=== PROBLEMS TO WORK ON ===
1 > Repeat the passage of the transparency article from "But should all" to "Why Complain?".
2 > Answer these questions from the transparency article:
(a) What firm is Kris Kasten a partner with?
(b) What does the article call shared interest communities?
(c) Whose personal confidential information must be protected?
** start PAGE EXCERPT **
Transparency & Discretion

It’s a constant refrain in multifamily governance and management: open, transparent communication between boards, managers, and residents is vital to running a building or HOA effectively and equitably. Unresponsive, disconnected leadership makes for apathetic, even resentful residents—and that leads to all kinds of problems, from rule-breaking all the way to litigation. 

But should all the details of a community’s administrative life and governance be available to all? Of course not. Individual members’ personal confidential information must be protected, as well as some of the boards’ communications and decision-making. But outside of those specific contexts, for effective management of a community’s business, transparency must be not only the byword, but the everyday practice.

Why Complain?

There’s an old adage that says, in short, “If you don’t vote, you can’t complain.” In shared interest communities, which are essentially mini-democracies, there’s plenty of voting—and plenty of complaining. While residents can (and do) find just about anything to complain about, lack of transparency is often at the root of many gripes.

“In my experience,” says Kris Kasten, a partner with Chicago-based law firm Bartzen Rosenlund Kasten, “owners generally complain about the board either for not doing something, or not doing things properly. One of the most significant factors leading to owner complaints is lack of communication, or communication that’s unclear. Timely and effective communication, whether through technology or using old fashioned paper, will greatly increase transparency.”
** end PAGE EXCERPT **
** start DATA **
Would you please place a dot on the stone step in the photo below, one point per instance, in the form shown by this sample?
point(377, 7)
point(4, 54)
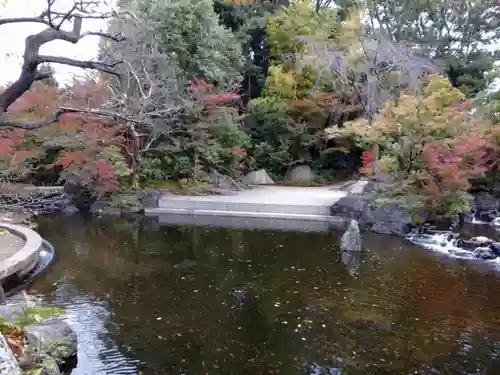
** end DATA **
=== RESPONSES TO THE EXERCISE ===
1 >
But should all the details of a community’s administrative life and governance be available to all? Of course not. Individual members’ personal confidential information must be protected, as well as some of the boards’ communications and decision-making. But outside of those specific contexts, for effective management of a community’s business, transparency must be not only the byword, but the everyday practice.

Why Complain?

2 >
(a) Bartzen Rosenlund Kasten, a Chicago-based law firm
(b) Essentially mini-democracies
(c) Individual members'